Consigne: Recopiez à l'identique chaque ligne de toutes les entrées ci-dessous.

[Entrées de données enregistrées]
________

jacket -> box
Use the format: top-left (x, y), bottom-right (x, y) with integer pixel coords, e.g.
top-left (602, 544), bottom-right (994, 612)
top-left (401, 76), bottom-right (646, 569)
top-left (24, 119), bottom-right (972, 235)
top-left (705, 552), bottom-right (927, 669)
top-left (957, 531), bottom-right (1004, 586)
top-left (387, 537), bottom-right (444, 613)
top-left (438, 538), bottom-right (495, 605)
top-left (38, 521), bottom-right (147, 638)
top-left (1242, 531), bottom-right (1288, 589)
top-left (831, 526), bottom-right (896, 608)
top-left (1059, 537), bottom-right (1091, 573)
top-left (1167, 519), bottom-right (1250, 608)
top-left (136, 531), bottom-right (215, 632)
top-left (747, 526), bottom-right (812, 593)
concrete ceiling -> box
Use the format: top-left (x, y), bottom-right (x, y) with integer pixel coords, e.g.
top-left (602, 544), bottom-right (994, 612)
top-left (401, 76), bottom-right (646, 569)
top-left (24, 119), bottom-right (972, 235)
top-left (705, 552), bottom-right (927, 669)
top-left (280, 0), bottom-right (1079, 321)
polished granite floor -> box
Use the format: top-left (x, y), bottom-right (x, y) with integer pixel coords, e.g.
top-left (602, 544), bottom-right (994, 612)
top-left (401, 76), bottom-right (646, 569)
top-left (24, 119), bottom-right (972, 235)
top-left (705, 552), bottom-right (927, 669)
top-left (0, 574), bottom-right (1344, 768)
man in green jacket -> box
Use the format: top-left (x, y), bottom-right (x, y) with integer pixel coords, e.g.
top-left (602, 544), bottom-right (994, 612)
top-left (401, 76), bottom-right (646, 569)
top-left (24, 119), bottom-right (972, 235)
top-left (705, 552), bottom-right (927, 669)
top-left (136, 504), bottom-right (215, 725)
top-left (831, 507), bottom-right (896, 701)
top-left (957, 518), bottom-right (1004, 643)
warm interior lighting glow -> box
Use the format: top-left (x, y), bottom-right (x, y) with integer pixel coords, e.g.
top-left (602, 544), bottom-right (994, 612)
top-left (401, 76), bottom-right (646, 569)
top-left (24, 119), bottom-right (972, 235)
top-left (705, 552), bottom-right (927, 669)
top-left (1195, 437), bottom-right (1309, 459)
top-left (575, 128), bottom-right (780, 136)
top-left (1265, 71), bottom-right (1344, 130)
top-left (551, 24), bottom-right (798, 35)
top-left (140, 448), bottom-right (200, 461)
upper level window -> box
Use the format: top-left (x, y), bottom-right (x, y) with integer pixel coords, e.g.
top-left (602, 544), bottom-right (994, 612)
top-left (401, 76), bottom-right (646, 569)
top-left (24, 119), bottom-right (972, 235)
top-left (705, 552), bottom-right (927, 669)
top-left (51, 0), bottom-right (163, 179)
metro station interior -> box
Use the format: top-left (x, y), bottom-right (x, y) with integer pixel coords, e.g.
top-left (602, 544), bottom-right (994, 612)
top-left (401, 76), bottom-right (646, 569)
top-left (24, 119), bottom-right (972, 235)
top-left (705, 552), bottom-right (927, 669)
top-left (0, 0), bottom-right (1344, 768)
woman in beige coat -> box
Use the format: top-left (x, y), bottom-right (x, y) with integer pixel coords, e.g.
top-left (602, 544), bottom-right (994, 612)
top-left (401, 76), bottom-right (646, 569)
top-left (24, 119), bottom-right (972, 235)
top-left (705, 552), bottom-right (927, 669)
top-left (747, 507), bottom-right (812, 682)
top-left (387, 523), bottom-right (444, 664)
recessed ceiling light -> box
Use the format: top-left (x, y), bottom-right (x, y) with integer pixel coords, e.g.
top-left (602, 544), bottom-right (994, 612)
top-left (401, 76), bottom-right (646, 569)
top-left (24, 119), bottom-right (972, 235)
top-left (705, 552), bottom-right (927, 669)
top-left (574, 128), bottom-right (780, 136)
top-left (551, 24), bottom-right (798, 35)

________

Corrigé:
jacket -> box
Use the format: top-left (x, y), bottom-right (x, y) with integer pixel coords, e.g.
top-left (602, 544), bottom-right (994, 612)
top-left (401, 76), bottom-right (646, 569)
top-left (24, 119), bottom-right (972, 235)
top-left (705, 552), bottom-right (927, 669)
top-left (957, 531), bottom-right (1004, 586)
top-left (387, 537), bottom-right (444, 613)
top-left (438, 538), bottom-right (495, 605)
top-left (38, 521), bottom-right (147, 638)
top-left (1242, 531), bottom-right (1288, 589)
top-left (831, 526), bottom-right (896, 608)
top-left (1059, 537), bottom-right (1091, 573)
top-left (1167, 519), bottom-right (1250, 608)
top-left (136, 531), bottom-right (215, 632)
top-left (747, 526), bottom-right (812, 593)
concrete ceiling -> box
Use the format: top-left (x, y), bottom-right (x, y) with integer pixel coords, e.g.
top-left (602, 544), bottom-right (994, 612)
top-left (401, 76), bottom-right (646, 569)
top-left (24, 119), bottom-right (972, 235)
top-left (705, 552), bottom-right (927, 669)
top-left (280, 0), bottom-right (1079, 321)
polished granite floor -> box
Use the format: top-left (x, y), bottom-right (x, y) with integer pixel coords, e.g.
top-left (602, 544), bottom-right (994, 612)
top-left (401, 76), bottom-right (646, 569)
top-left (24, 119), bottom-right (972, 235)
top-left (705, 552), bottom-right (927, 669)
top-left (0, 574), bottom-right (1344, 768)
man in green jacket -> box
Use the format: top-left (x, y), bottom-right (x, y) with integer pixel coords, e.g.
top-left (602, 544), bottom-right (994, 612)
top-left (401, 76), bottom-right (646, 569)
top-left (24, 119), bottom-right (972, 235)
top-left (705, 552), bottom-right (927, 669)
top-left (136, 504), bottom-right (215, 725)
top-left (831, 507), bottom-right (896, 701)
top-left (957, 518), bottom-right (1004, 643)
warm interior lighting glow -> box
Use the format: top-left (x, y), bottom-right (x, y) with integer pixel coords, e.g.
top-left (602, 544), bottom-right (994, 612)
top-left (401, 76), bottom-right (646, 569)
top-left (24, 119), bottom-right (972, 235)
top-left (705, 552), bottom-right (927, 669)
top-left (1195, 437), bottom-right (1309, 459)
top-left (575, 128), bottom-right (780, 136)
top-left (1265, 71), bottom-right (1344, 130)
top-left (551, 24), bottom-right (798, 35)
top-left (140, 448), bottom-right (200, 461)
upper level window -> box
Use the format: top-left (x, y), bottom-right (x, y) with integer pixel coords, e.g.
top-left (602, 544), bottom-right (994, 612)
top-left (401, 76), bottom-right (646, 569)
top-left (24, 119), bottom-right (972, 235)
top-left (705, 552), bottom-right (927, 669)
top-left (51, 0), bottom-right (163, 179)
metro station interior -> box
Use the format: top-left (x, y), bottom-right (x, y) with integer pixel coords, e.g.
top-left (602, 544), bottom-right (994, 612)
top-left (401, 76), bottom-right (646, 569)
top-left (24, 119), bottom-right (972, 235)
top-left (705, 552), bottom-right (927, 669)
top-left (0, 0), bottom-right (1344, 768)
woman in beige coat -> box
Use the format: top-left (x, y), bottom-right (x, y) with integer pixel coords, e.g.
top-left (602, 544), bottom-right (994, 612)
top-left (401, 76), bottom-right (646, 569)
top-left (24, 119), bottom-right (972, 235)
top-left (705, 552), bottom-right (927, 669)
top-left (747, 507), bottom-right (812, 682)
top-left (387, 523), bottom-right (444, 664)
recessed ceiling light -> box
Use the format: top-left (x, y), bottom-right (x, y) with integer pixel coords, e.g.
top-left (602, 544), bottom-right (994, 612)
top-left (401, 76), bottom-right (646, 569)
top-left (24, 119), bottom-right (972, 235)
top-left (705, 552), bottom-right (927, 669)
top-left (574, 128), bottom-right (780, 136)
top-left (551, 24), bottom-right (798, 35)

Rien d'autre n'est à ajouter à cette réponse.